Spinoza a écrit :Lettre 32 à Oldenburg : … il existe, selon moi, dans la nature, une puissance de penser infinie, laquelle, en tant qu’infinie, contient en soi objectivement la nature tout entière et dont les différentes pensées s’ordonnent conformément à une loi générale, la loi de la pensée ou des idées. L’âme humaine, selon moi, c’est cette même puissance dont je viens de parler, non pas en tant qu’elle est infinie et perçoit toute la nature, mais en tant qu’elle est finie, c’est-à-dire en tant qu’elle perçoit seulement le corps humain ; et sous ce point de vue, je dis que l’âme humaine est une partie d’une intelligence infinie. …

Lettre 37 à Bouwmeester : … il doit nécessairement y avoir une méthode par laquelle nous pouvons conduire et enchaîner nos perceptions claires et distinctes, et que l’entendement n’est pas, comme le corps, sujet aux chances du hasard. Or c’est ce qui résulte de ce seul point, savoir : qu’une perception claire et distincte ou plusieurs ensemble peuvent être cause par elles seules d’une autre perception claire et distincte. Je dis plus : toutes nos perceptions claires et distinctes ne peuvent naître que de perceptions de même espèce, lesquelles sont primitivement en nous et n’ont aucune cause extérieure. D’où il suit que toutes ces perceptions ne dépendent que de notre seule nature et de ses lois invariables et déterminées ; en d’autres termes, c’est de notre seule puissance qu’elles dépendent et non point de la fortune, je veux dire des causes extérieures, qui sans doute agissent suivant des lois déterminées et invariables, mais nous demeurent inconnues, étrangères qu’elles sont à notre nature et à notre puissance propre. …

E2P11C : Il suit de là que l’âme humaine est une partie de l’entendement infini de Dieu ; et par conséquent, lorsque nous disons que l’âme humaine perçoit ceci ou cela, nous ne disons pas autre chose sinon que Dieu, non pas en tant qu’infini, mais en tant qu’il s’exprime par la nature de l’âme humaine, ou bien en tant qu’il en constitue l’essence, a telle ou telle idée ; et lorsque nous disons que Dieu a telle ou telle idée, non plus seulement en tant qu’il constitue la nature de l’âme humaine, mais en tant qu’il a en même temps l’idée d’une autre chose, nous disons alors que l’âme humaine perçoit une chose d’une façon partielle ou inadéquate.

E2P40 : Toutes les idées qui dans l’âme résultent d’idées adéquates sont adéquates elles-mêmes.

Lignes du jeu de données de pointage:
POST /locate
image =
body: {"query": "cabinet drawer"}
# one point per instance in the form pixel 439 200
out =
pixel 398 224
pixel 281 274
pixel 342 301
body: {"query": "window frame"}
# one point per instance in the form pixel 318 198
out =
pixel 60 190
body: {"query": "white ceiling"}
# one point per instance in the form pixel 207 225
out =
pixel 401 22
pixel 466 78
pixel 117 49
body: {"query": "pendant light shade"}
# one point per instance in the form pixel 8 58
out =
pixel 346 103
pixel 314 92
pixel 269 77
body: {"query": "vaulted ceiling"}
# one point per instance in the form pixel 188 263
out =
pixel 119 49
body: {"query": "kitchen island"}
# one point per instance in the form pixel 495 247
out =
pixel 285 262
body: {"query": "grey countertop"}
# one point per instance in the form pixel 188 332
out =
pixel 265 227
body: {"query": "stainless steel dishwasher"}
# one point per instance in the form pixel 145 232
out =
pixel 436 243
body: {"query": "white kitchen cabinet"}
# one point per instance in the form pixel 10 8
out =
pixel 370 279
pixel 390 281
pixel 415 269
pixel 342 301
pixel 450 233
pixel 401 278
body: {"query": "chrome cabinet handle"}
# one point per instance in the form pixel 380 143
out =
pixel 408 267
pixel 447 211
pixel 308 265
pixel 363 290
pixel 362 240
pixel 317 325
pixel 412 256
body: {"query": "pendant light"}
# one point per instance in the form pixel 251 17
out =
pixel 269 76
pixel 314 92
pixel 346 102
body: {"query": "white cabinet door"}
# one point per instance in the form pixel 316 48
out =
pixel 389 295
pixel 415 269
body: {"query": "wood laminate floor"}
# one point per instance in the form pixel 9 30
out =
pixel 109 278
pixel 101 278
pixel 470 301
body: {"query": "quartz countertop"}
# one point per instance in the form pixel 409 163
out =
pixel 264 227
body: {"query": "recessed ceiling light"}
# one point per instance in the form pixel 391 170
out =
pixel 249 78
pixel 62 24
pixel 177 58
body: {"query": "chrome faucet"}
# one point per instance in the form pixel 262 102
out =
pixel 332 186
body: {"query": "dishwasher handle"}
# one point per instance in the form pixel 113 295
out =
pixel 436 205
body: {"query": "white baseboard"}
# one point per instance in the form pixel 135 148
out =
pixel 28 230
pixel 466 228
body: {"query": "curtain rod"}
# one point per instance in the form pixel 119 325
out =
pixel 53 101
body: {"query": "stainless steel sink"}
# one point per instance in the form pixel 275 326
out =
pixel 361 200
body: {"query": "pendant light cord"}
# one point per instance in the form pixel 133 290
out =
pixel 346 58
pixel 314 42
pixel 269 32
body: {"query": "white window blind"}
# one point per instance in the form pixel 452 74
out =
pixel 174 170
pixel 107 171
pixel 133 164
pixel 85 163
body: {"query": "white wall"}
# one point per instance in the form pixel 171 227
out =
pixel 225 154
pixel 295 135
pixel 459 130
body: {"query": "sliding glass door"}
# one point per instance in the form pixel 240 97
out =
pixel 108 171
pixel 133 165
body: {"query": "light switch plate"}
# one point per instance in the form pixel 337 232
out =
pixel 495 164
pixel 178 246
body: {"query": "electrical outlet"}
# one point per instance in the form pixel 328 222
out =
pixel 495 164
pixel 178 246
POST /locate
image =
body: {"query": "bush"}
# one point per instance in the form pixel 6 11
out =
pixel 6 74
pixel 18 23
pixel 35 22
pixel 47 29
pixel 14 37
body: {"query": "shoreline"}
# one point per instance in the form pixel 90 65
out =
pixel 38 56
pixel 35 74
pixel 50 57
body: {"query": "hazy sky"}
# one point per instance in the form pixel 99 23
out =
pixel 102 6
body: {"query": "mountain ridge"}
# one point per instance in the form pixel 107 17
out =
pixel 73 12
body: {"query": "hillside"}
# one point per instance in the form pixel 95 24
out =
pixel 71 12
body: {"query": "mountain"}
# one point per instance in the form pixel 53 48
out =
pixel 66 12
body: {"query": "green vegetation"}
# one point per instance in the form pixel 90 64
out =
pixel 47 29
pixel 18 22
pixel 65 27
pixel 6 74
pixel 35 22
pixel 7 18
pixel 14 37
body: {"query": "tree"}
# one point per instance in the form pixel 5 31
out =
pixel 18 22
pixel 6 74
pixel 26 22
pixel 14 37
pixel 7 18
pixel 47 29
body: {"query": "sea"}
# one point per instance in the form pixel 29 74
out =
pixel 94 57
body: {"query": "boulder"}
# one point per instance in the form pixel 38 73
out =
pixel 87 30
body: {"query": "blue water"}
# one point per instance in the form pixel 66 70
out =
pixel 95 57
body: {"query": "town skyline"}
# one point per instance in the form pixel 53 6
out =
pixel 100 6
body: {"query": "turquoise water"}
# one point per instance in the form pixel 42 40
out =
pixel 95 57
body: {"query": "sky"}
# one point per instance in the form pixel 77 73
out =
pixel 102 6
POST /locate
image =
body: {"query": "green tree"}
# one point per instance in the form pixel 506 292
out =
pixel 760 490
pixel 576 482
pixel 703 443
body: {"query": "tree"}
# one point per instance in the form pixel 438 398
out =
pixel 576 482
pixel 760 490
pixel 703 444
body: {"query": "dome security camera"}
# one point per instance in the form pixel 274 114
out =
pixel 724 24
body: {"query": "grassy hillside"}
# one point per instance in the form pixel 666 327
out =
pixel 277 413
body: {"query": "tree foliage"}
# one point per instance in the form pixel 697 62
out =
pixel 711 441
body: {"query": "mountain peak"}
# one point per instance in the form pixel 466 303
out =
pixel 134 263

Travail à faire:
(a) Renvoie mot pour mot le passage de l'extrait de Spinoza qui s'ouvre sur les mots contenant "E2P11C : Il" et se termine par "sont adéquates elles-mêmes.".
(b) Poursuis l'extrait de Spinoza sur l'âme et les idées à partir de sa dernière phrase.

Réponses par tâche:
(a)
E2P11C : Il suit de là que l’âme humaine est une partie de l’entendement infini de Dieu ; et par conséquent, lorsque nous disons que l’âme humaine perçoit ceci ou cela, nous ne disons pas autre chose sinon que Dieu, non pas en tant qu’infini, mais en tant qu’il s’exprime par la nature de l’âme humaine, ou bien en tant qu’il en constitue l’essence, a telle ou telle idée ; et lorsque nous disons que Dieu a telle ou telle idée, non plus seulement en tant qu’il constitue la nature de l’âme humaine, mais en tant qu’il a en même temps l’idée d’une autre chose, nous disons alors que l’âme humaine perçoit une chose d’une façon partielle ou inadéquate.

E2P40 : Toutes les idées qui dans l’âme résultent d’idées adéquates sont adéquates elles-mêmes.

(b)
Démonstration : Cela est évident ; car dire que dans l’âme humaine une idée découle d’autres idées, ce n’est pas dire autre chose (par le Corollaire de la Propos. 11, partie 2) sinon que dans l’entendement divin lui-même il y a une idée dont Dieu est la cause, non pas en tant qu’infini, ni en tant qu’il est affecté de l’idée de plusieurs choses particulières, mais en tant seulement qu’il constitue l’essence de l’âme humaine.

E4App : CHAPITRE IV : … la perfection de l’entendement consiste à comprendre Dieu, les attributs de Dieu et les actions qui résultent de la nécessité de la nature divine. La fin suprême de l’homme que la raison conduit, son désir suprême, ce désir par lequel il s’efforce de régler tous les autres, c’est donc le désir qui le porte à connaître d’une manière adéquate et soi-même, et toutes les choses qui tombent sous son intelligence.

E5P26 : Plus l’âme est propre à connaître les choses d’une connaissance du troisième genre, plus elle désire les connaître de cette même façon.

Démonstration : La chose est évidente ; car en tant que nous concevons l’âme comme propre à connaître les choses d’une connaissance du troisième genre, nous la concevons en même temps comme y étant déterminée, et par conséquent (Par la Déf. 1 des passions), plus l’âme est propre à ce genre de connaissance, plus elle le désire. C. Q. F. D.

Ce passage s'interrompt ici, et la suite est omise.